> Task prompt:
Return only the lines from the one containing "Each instance of the black plastic panel" to the end of the material, with each one exactly as it appears.
━━━━━━━━━━
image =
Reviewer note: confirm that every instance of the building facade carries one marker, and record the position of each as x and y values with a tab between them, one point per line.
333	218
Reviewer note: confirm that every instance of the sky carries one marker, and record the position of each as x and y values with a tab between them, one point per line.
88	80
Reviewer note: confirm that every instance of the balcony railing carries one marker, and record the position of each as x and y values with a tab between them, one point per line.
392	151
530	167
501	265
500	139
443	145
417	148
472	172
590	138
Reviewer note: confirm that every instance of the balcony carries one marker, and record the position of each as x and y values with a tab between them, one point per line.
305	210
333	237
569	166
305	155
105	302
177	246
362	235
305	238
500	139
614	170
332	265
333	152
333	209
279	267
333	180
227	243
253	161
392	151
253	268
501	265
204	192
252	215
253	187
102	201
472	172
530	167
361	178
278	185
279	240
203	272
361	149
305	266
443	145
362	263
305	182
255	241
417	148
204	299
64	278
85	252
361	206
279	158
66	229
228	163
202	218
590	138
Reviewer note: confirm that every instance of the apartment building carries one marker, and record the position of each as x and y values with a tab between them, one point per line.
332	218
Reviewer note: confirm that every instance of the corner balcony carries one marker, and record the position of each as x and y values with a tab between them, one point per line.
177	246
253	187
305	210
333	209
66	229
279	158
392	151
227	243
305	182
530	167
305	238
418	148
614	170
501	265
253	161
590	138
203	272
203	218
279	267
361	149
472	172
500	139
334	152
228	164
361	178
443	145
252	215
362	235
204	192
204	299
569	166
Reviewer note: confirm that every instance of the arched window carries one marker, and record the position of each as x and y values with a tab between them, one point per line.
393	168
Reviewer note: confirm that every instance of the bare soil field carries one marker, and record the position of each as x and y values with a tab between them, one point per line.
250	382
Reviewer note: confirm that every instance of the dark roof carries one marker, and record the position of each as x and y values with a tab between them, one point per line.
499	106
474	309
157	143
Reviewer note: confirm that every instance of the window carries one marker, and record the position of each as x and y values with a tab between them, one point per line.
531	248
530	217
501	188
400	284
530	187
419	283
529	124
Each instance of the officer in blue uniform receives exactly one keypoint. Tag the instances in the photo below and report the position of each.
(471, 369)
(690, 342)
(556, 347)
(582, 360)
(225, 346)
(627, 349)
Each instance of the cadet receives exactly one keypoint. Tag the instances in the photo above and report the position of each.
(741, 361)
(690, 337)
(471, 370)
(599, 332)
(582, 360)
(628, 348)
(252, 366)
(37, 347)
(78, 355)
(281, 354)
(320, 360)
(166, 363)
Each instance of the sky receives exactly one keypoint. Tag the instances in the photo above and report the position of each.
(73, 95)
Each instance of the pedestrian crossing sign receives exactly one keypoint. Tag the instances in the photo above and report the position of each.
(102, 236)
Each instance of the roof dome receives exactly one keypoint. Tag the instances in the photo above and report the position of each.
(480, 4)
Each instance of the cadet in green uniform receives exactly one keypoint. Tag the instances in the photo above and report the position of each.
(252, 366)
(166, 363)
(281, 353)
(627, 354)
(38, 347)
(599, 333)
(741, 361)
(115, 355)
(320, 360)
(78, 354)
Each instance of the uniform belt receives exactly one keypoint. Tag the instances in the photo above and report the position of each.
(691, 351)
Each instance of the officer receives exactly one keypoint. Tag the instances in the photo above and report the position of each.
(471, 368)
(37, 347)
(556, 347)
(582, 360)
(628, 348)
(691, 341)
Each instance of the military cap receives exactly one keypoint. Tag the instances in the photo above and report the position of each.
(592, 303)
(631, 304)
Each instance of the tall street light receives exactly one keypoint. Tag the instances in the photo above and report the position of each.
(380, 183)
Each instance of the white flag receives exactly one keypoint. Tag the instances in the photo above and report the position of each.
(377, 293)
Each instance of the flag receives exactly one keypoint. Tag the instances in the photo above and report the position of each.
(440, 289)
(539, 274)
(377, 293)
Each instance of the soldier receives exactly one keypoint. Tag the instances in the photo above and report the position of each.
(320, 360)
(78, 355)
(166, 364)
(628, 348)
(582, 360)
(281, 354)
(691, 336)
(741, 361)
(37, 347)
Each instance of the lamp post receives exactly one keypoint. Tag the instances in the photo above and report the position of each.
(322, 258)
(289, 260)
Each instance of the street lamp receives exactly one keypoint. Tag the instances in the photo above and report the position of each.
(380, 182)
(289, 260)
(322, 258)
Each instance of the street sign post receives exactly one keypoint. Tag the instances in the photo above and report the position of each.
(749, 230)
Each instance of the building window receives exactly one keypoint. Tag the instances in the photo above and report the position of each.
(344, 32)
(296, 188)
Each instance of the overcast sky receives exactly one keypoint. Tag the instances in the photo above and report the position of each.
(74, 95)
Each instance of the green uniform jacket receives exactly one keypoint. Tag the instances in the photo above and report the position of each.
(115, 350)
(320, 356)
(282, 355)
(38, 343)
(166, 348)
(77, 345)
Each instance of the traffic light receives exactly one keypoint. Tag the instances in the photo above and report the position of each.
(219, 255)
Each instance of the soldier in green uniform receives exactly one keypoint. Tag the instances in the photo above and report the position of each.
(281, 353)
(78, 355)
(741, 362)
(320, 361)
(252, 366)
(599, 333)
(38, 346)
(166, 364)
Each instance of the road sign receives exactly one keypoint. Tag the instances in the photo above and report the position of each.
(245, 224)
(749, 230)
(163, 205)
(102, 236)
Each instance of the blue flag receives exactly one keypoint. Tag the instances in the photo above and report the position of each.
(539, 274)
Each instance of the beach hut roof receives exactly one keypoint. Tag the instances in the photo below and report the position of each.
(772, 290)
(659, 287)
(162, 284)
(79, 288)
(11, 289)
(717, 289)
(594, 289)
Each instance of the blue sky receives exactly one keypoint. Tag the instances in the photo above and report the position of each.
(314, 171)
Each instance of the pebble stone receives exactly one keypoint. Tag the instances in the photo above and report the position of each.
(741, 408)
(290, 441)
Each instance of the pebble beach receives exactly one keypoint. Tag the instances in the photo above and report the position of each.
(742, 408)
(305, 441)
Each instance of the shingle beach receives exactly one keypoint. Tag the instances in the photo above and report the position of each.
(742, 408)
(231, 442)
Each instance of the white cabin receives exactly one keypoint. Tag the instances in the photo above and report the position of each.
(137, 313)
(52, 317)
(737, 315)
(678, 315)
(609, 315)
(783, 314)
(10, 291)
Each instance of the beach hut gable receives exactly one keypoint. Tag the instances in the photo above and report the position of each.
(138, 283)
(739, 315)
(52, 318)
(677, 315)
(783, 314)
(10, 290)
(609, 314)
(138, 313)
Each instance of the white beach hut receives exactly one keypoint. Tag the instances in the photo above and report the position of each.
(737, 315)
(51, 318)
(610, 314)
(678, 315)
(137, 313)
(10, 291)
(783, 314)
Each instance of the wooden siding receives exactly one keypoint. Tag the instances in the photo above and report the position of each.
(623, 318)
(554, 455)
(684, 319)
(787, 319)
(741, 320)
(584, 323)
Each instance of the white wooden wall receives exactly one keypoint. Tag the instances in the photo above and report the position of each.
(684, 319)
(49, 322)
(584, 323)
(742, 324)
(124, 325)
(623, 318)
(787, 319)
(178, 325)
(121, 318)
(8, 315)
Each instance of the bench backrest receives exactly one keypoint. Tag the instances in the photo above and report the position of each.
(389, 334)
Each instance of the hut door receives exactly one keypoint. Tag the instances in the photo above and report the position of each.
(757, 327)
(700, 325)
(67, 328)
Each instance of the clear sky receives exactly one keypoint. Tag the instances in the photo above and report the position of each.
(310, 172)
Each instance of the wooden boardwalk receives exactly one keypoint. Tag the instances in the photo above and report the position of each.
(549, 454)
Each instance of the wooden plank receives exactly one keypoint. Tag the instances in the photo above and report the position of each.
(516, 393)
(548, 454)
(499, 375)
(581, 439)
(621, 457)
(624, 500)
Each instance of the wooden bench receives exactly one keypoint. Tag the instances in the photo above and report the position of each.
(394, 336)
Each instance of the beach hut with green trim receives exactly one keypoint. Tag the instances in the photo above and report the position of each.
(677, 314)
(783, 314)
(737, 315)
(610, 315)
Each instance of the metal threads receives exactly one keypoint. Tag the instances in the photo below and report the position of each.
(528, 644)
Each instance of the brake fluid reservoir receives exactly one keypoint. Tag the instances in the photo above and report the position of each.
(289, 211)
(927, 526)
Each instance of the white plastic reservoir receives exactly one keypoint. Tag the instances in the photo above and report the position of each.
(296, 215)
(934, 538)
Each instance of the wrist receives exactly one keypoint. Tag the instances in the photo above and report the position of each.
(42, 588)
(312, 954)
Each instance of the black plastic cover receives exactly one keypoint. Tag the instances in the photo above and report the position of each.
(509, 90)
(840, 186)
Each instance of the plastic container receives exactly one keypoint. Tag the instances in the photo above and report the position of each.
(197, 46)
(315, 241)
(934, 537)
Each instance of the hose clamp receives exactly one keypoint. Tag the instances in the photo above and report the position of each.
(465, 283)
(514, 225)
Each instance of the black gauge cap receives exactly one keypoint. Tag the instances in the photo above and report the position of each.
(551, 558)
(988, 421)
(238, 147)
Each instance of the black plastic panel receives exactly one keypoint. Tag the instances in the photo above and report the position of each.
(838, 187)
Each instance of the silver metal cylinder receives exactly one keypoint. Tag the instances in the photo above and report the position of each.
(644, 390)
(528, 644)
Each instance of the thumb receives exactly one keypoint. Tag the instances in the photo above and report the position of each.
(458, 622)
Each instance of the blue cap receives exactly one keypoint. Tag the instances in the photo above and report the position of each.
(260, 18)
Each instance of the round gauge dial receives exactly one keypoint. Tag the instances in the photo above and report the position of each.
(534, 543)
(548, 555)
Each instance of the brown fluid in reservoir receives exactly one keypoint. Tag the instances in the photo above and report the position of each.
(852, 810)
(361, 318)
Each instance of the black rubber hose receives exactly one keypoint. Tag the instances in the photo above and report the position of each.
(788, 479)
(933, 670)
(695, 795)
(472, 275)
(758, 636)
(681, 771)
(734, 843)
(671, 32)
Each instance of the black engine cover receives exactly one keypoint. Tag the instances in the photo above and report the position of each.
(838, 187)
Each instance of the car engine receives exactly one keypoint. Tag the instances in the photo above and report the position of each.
━━━━━━━━━━
> Result for this exercise:
Each instance of the black plastic panel receives exactly one keypoint. Tag the instances in the photo above and report the position of each.
(838, 187)
Each instance of the silver metal cylinder receives exactly one keypoint. Tag the instances in the photo above and report the position of each.
(644, 390)
(528, 644)
Each instance of the thumb receives exactly one keypoint. Tag the instances in the photo above and report the position of each.
(458, 622)
Each instance of the blue cap receives exactly one keypoint. Tag the instances in the photo above and report the position of each.
(260, 18)
Each instance of the round gauge dial receives exactly one keypoint. Tag the instances in the photo above and report the position of each.
(534, 543)
(548, 555)
Each instance of the brown fluid in reservoir receives exactly one keypoint. Tag the instances in the photo above and report the position of each.
(852, 810)
(361, 318)
Each instance of the black rubber hose receives exactly one keypoint. Tag the instances in the photo above and report the position of each.
(788, 479)
(933, 670)
(695, 795)
(472, 275)
(758, 636)
(681, 771)
(734, 843)
(671, 32)
Each instance of the black engine cover receives exactly one keypoint. Tag the instances in the photo above and report the position of each.
(838, 187)
Each instance of the car engine receives exactly one keypoint. Tag the instances in the photo above and report the position of each.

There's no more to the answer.